Written problem
Reproduce the data below line for line, changing nothing.
=-=-=
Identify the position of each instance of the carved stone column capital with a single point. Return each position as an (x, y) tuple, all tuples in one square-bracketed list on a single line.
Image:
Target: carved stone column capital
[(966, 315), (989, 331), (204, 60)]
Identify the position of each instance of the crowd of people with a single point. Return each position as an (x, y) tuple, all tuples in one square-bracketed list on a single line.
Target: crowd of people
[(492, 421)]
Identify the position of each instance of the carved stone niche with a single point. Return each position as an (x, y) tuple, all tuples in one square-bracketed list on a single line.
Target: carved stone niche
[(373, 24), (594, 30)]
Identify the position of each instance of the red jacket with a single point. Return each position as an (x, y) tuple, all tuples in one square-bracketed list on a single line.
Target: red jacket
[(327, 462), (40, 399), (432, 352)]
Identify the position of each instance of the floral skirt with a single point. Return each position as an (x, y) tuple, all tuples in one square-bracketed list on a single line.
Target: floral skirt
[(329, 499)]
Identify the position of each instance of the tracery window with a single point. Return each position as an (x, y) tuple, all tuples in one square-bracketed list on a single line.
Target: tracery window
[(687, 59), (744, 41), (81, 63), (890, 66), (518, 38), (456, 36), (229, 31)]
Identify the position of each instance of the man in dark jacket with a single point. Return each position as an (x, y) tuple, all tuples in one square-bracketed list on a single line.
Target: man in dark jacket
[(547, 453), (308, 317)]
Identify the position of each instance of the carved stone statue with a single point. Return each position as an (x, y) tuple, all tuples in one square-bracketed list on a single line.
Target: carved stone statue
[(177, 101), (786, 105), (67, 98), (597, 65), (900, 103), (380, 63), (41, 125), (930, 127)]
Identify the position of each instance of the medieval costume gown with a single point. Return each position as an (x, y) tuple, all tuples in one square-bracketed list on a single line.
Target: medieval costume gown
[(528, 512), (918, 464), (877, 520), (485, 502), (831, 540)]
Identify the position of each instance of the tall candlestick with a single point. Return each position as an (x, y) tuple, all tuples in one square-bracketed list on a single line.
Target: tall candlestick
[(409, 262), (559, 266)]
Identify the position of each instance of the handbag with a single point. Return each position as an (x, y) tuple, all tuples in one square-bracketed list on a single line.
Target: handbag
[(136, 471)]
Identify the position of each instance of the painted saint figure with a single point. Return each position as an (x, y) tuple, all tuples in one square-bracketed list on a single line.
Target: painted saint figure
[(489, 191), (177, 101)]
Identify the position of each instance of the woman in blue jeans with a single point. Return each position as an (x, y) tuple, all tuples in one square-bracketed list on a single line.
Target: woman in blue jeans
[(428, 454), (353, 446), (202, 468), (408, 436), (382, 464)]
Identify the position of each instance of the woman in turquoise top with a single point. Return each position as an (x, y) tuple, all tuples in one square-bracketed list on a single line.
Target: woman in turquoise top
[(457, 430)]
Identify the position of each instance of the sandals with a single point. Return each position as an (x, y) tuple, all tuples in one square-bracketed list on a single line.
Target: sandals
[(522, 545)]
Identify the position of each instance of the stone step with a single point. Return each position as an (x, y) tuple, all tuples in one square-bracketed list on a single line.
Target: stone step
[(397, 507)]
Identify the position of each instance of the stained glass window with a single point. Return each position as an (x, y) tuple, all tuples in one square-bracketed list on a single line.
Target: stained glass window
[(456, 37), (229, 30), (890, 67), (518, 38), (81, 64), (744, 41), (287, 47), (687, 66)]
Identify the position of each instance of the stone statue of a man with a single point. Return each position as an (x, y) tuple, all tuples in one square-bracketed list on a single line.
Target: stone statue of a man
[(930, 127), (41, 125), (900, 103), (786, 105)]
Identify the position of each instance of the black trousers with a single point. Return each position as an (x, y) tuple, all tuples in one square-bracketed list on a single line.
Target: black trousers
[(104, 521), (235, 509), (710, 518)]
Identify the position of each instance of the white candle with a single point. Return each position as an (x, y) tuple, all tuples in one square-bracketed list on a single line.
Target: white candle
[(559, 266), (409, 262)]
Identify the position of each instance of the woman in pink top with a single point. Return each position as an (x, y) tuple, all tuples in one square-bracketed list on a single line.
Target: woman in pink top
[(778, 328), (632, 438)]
=-=-=
Solution for this exercise
Identify the position of each instance of the carved stone column capital with a single point. Return each position as an (x, y) tuple, all tuples in one square-bracketed list on a single line.
Image:
Target: carved stone column capital
[(966, 315), (989, 331), (204, 60)]
Identify the position of each instance of the crowd of people with a single point. Return each position as an (x, y) tuple, all tuples in one square-bracketed list on a single line.
Target: crowd of people
[(492, 421)]
Identify the position of each instance of the carved stone niche with a single point. Return each position as an (x, y) tuple, all tuples in one square-bracketed list on a single line.
Target: carved stone niche
[(373, 24), (594, 30)]
Identify the position of each instance of the red jacket with a single point. Return each position as an (x, y) tuple, all tuples in one square-bracketed list on a single line.
Target: red jacket
[(327, 462), (40, 399), (432, 352)]
Identify the position of each instance of the floral skirt with a single point. Return each position as an (x, y) tuple, all tuples in one square-bracketed list on a single line.
Target: floral skirt
[(329, 499)]
Identify the position of each instance of the tracery window with a single point. Return each position as an (x, y) tuple, all tuples in one square-bracketed list on a single line.
Target: tracery window
[(687, 59), (744, 41), (81, 63), (890, 66), (518, 38), (456, 36), (229, 31)]
Identify the position of each instance of the man in dark jacket with a single point. Return each position as an (x, y) tuple, all tuples in one square-bracketed list on a single line.
Target: man in dark jacket
[(547, 453), (308, 317)]
Identify the position of each instance of the carved stone statue with a single point. Return each position as an (x, y) tuple, all tuples in one square-bracketed list on a single line.
Target: carved stone statue
[(177, 101), (786, 105), (67, 98), (597, 65), (900, 103), (380, 63), (41, 125), (930, 127)]
Identify the position of each instance of the medieval costume gown with a single point. Return each position as an (x, y) tuple, all tuples in one square-bracketed list on a single line.
Target: medieval costume gown
[(528, 512), (918, 464), (877, 520), (485, 502), (831, 540)]
Identify the position of each instance of the tall candlestick with a single point. Return each position as an (x, y) tuple, all tuples in one square-bracketed list on a single line.
Target: tall candlestick
[(409, 262), (559, 266)]
Identify the position of each instance of the handbag with a single point. Return each position as an (x, y) tuple, all tuples in one square-bracketed list on a single line.
Target: handbag
[(136, 471)]
Identify the position of each instance of the painted saint figure with a single point. Return each position as an (x, y) tuple, all tuples in one square-bracketed list on a single line.
Target: painted saint figure
[(489, 191), (177, 101)]
Identify the position of each instance of the woman in blue jeans with a single point. Return each position as an (x, y) tuple, all tuples in one square-bracketed list on a single line.
Target: woman in blue jeans
[(428, 454), (353, 446), (202, 468), (408, 436), (382, 464)]
Identify the position of each instance of the woman in turquoise top with a single point. Return each position as an (x, y) tuple, all tuples in one square-bracketed list on a single line.
Target: woman in turquoise top
[(457, 430)]
Identify the position of each instance of the sandals with a single point. Return each position as an (x, y) tuple, all tuples in one square-bracketed list on a single line.
Target: sandals
[(522, 545)]
Identify the position of each instance of the stone step with a single point. Return each position as an (x, y) tuple, all tuples in one square-bracketed list on a single line.
Target: stone step
[(397, 507)]
Identify the position of each instance of the stained glass window with a single point. Return each position as an (x, y) tuple, all tuples in one square-bracketed list on a single line.
Target: stained glass window
[(456, 37), (229, 30), (890, 67), (518, 38), (81, 64), (744, 41), (287, 47), (687, 66)]
Identify the position of each instance of the stone statue of a man with a single point. Return each position as an (x, y) tuple, all tuples in one square-bracketed list on a single line.
Target: stone statue of a man
[(930, 127), (41, 125), (900, 103), (786, 105)]
Identify the position of each instance of the black trousers with a single point. Return each position as an (x, y) tuple, all tuples in one square-bracketed list on a single line.
Target: black trousers
[(104, 521), (235, 509), (710, 518)]
Identify the position of each instance of the white candle with a single point. Return each position as an (x, y) tuple, all tuples in one square-bracketed list on a single line.
Target: white candle
[(559, 266), (409, 262)]
Identify the position of each instance of the woman in pink top with a single point. Return each position as an (x, y) tuple, all tuples in one square-bracketed list on a single line.
Target: woman in pink top
[(778, 328), (632, 438)]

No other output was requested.